** Provided passage **
* * * * * * * * *

# stupid question about RRSP and refunds



## clovis8 (Dec 7, 2010)

My girlfriend was asking me this and I didnt know the answer although I assume it must be illegal. 

We can file our taxes anytime after the Jan 1 but we can contribute to our RRSP until March. When I fill out my taxes I am asked how much I put into my RRSP before Jan and how much after. 

If I know I am getting a refund what is stopping me from:

1) filing in Jan, 
2) claiming I am going to put more money in my RRSP in Feb,
3) taking the refund I get from my taxes (which has increased do my future RRSP contributions)
4) using the refund money to actually make those RRSP contributions.

I assume this must be illegal.


----------



## MoneyGal (Apr 24, 2009)

CRA won't process the refund until it has processed the RRSP contribution receipt which it either receives from the issuing institution and/or from you via your tax return.


----------



## clovis8 (Dec 7, 2010)

MoneyGal said:


> CRA won't process the refund until it has processed the RRSP contribution receipt which it either receives from the issuing institution and/or from you via your tax return.


 that makes sense. thanks.

* * * * * * * * *

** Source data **
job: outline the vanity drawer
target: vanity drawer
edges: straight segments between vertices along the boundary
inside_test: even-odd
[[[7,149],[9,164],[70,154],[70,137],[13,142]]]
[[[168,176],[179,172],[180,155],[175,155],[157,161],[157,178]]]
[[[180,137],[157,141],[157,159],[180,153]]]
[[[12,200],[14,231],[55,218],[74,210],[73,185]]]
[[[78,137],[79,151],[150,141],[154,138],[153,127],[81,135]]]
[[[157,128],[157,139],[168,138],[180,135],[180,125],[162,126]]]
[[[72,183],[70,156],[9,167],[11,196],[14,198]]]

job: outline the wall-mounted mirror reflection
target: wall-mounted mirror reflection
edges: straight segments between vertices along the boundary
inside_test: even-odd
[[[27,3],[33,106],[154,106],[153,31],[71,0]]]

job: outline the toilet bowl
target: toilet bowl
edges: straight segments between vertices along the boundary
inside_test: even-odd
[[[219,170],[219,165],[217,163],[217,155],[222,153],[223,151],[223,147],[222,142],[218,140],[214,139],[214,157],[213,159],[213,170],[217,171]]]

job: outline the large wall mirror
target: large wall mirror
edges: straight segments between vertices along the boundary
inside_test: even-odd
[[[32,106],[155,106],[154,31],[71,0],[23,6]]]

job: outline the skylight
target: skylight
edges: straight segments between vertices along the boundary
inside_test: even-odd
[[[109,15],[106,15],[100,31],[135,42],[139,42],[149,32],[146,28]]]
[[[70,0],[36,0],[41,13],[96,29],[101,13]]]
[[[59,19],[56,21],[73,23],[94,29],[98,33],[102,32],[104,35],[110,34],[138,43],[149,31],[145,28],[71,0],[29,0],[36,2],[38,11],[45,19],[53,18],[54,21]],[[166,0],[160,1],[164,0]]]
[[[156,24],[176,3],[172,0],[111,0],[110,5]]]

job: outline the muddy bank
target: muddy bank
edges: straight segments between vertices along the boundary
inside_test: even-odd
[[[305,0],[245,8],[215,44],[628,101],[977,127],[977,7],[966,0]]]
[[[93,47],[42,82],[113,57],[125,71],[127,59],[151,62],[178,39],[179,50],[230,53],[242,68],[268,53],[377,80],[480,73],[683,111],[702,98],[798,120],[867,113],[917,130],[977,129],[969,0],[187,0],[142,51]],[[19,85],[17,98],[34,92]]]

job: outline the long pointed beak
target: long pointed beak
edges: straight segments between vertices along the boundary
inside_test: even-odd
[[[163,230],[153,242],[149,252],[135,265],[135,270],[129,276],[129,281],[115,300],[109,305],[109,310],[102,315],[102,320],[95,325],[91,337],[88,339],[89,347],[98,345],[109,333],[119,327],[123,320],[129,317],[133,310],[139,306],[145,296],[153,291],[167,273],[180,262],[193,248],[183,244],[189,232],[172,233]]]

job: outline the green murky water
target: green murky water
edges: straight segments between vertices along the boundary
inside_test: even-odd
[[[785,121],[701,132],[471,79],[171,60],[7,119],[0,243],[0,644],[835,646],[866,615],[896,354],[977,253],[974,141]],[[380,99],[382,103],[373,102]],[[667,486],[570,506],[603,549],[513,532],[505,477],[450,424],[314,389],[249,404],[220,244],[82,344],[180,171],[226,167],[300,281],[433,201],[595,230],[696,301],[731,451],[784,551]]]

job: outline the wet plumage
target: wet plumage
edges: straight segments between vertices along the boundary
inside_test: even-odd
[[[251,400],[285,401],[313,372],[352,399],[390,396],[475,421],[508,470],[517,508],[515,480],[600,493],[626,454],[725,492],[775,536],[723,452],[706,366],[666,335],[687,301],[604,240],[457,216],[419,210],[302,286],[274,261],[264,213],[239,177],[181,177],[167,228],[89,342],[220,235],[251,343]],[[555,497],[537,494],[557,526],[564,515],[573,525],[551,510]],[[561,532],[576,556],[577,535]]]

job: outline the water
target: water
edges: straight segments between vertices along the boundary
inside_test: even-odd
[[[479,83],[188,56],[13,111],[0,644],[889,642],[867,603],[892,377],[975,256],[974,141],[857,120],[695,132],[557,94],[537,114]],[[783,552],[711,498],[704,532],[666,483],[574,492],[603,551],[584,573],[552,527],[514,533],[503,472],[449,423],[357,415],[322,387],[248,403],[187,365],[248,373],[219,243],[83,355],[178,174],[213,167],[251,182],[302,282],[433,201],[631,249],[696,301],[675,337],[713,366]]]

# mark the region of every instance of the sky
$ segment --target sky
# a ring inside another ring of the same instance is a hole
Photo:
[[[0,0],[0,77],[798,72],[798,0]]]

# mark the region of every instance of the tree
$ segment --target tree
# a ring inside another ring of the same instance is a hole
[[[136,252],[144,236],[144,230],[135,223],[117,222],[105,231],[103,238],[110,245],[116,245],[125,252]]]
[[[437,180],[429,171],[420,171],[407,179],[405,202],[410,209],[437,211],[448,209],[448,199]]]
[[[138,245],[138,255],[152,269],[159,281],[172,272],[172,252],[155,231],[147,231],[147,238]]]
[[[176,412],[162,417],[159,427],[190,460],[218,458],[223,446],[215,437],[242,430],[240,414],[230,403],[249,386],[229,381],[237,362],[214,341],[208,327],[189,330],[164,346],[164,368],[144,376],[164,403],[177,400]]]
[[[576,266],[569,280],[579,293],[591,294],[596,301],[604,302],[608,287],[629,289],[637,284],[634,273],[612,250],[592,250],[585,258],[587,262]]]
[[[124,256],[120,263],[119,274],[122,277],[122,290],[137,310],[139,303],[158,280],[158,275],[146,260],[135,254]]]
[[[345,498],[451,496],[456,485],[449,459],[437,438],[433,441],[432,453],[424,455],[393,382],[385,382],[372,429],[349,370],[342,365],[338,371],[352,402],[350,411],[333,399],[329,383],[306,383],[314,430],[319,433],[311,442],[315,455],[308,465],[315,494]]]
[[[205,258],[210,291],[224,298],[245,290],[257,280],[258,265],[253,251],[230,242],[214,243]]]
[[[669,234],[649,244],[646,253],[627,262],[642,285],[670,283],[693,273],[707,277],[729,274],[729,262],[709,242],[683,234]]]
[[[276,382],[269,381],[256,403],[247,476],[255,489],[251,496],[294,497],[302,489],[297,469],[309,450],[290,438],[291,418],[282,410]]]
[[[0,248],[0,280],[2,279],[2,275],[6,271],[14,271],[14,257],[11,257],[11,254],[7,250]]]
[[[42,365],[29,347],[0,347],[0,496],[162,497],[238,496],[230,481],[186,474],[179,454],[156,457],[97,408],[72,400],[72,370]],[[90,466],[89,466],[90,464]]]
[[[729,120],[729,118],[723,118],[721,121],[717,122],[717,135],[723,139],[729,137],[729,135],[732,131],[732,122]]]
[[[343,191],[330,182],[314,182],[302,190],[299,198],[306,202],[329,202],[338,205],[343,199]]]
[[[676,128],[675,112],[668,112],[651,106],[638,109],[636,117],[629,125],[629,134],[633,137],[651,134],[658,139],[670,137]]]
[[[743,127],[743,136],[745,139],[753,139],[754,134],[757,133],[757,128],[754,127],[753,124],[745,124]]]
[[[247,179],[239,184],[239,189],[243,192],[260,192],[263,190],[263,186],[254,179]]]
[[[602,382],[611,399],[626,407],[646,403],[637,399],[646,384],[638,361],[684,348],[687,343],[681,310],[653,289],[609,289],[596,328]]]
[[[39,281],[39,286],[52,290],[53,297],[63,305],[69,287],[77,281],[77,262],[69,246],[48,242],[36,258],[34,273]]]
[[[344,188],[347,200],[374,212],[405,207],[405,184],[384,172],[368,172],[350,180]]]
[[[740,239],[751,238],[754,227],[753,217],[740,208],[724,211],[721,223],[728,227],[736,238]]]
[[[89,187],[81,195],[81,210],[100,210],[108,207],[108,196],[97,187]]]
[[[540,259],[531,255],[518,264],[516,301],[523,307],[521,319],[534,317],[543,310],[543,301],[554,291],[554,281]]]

* * * * * * * * *

** Exercises to complete **
1. Translate this sentence from the RRSP refund thread into Spanish: "CRA won't process the refund until it has processed the RRSP contribution receipt which it either receives from the issuing institution and/or from you via your tax return."
2. Continue the RRSP refund thread, starting after its final post.

** Answers to the tasks **
1. La CRA no procesará el reembolso hasta que haya procesado el recibo de la contribución al RRSP, que recibe ya sea de la institución emisora y/o de usted a través de su declaración de impuestos.

2.
----------



## I'm Howard (Oct 13, 2010)

No such thing as a Stupid Question.


----------



## clovis8 (Dec 7, 2010)

I'm Howard said:


> No such thing as a Stupid Question.


I say that to my students but we both know it's not always true.


----------



## warp (Sep 4, 2010)

I'm Howard said:


> No such thing as a Stupid Question.


That is definately true,,,but this question comes close.

How did you intend to use an RRSP contribution deduction if you havent ACTUALLY made the contribution?

Its like asking them for child tax benefits for a child you intend to have next year.

The CRA may be dumb as nails at times,,,but they sure aren't stupid.


----------



## sprocket1200 (Aug 21, 2009)

there are many ways to do this without all the hassle and with many benefits.

1. get a short term loan and do the same thing.
2. last year is gone, go to your investment advisor and start a PAC now so you can DCA into your investments all year and you won't have this problem next year. when you do this go to your employer and ask them for the tax for to reduce tax taken as you are buying RRSPs now.
3. most importantly, you NEVER want a refund on your taxes. you always want to pay. why let them use your money for free??


----------



## Plugging Along (Jan 3, 2011)

I'm Howard said:


> No such thing as a Stupid Question.


No, just stupid people... 

Not meant for the OP, just trying to be a little flipant and funny...


----------



## Eclectic12 (Oct 20, 2010)

sprocket1200 said:


> there are many ways to do this without all the hassle and with many benefits.
> 
> 1. get a short term loan and do the same thing.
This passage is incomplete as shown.